* [Problem statement]
Without changing a single word, restate the entries below.

=== Records to use ===

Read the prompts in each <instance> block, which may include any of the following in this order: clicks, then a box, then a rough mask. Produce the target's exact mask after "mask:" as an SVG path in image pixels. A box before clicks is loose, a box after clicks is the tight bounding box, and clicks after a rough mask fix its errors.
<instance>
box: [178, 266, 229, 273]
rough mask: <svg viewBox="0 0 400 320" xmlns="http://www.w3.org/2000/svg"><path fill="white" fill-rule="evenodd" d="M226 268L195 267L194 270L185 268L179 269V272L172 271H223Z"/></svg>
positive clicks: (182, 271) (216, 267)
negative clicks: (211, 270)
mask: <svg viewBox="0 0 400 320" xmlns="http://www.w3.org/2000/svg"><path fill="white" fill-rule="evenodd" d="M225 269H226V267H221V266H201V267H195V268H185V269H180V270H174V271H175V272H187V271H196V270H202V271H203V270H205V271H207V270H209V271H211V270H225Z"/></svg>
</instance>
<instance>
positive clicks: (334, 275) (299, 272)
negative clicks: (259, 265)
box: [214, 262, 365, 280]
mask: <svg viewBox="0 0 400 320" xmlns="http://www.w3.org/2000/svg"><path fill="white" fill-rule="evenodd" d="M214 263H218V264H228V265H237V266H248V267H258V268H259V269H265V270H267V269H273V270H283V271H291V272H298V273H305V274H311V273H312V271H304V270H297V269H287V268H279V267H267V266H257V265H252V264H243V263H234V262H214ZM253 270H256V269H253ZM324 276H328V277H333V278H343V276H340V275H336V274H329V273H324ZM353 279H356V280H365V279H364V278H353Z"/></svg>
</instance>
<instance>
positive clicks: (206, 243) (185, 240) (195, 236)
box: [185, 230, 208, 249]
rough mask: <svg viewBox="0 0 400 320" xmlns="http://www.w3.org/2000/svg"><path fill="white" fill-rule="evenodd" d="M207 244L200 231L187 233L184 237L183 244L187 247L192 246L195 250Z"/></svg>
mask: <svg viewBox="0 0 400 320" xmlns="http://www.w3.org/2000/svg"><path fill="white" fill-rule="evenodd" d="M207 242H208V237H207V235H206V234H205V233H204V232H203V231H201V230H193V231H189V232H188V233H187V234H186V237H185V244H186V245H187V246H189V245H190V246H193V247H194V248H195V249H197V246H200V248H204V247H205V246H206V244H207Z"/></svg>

===

* [Solution to this exercise]
Read the prompts in each <instance> block, which may include any of the following in this order: clicks, then a box, then a rough mask. Produce the target's exact mask after "mask:" as an SVG path in image pixels. A box before clicks is loose, a box after clicks is the tight bounding box, and clicks after a rough mask fix its errors.
<instance>
box: [178, 266, 229, 273]
rough mask: <svg viewBox="0 0 400 320" xmlns="http://www.w3.org/2000/svg"><path fill="white" fill-rule="evenodd" d="M226 268L195 267L194 270L185 268L179 269V272L172 271H223Z"/></svg>
positive clicks: (182, 271) (216, 267)
negative clicks: (211, 270)
mask: <svg viewBox="0 0 400 320" xmlns="http://www.w3.org/2000/svg"><path fill="white" fill-rule="evenodd" d="M225 269H226V267H221V266H201V267H195V268H185V269H180V270H174V271H175V272H187V271H196V270H202V271H203V270H205V271H207V270H209V271H211V270H225Z"/></svg>
</instance>
<instance>
positive clicks: (334, 275) (299, 272)
negative clicks: (259, 265)
box: [214, 262, 365, 280]
mask: <svg viewBox="0 0 400 320" xmlns="http://www.w3.org/2000/svg"><path fill="white" fill-rule="evenodd" d="M214 263H218V264H228V265H237V266H248V267H258V268H259V269H265V270H267V269H273V270H283V271H291V272H298V273H305V274H311V273H312V271H304V270H297V269H287V268H279V267H267V266H257V265H252V264H243V263H234V262H214ZM253 270H256V269H253ZM324 276H328V277H333V278H343V276H340V275H336V274H329V273H324ZM353 279H356V280H365V279H364V278H353Z"/></svg>
</instance>
<instance>
positive clicks: (206, 243) (185, 240) (195, 236)
box: [185, 230, 208, 249]
rough mask: <svg viewBox="0 0 400 320" xmlns="http://www.w3.org/2000/svg"><path fill="white" fill-rule="evenodd" d="M207 244L200 231L187 233L184 237L183 244L187 247L192 246L195 250Z"/></svg>
mask: <svg viewBox="0 0 400 320" xmlns="http://www.w3.org/2000/svg"><path fill="white" fill-rule="evenodd" d="M207 242H208V237H207V235H206V234H205V233H204V232H203V231H201V230H193V231H189V232H188V233H187V234H186V237H185V244H186V245H187V246H189V245H190V246H193V247H194V248H195V249H197V246H200V248H204V247H205V246H206V244H207Z"/></svg>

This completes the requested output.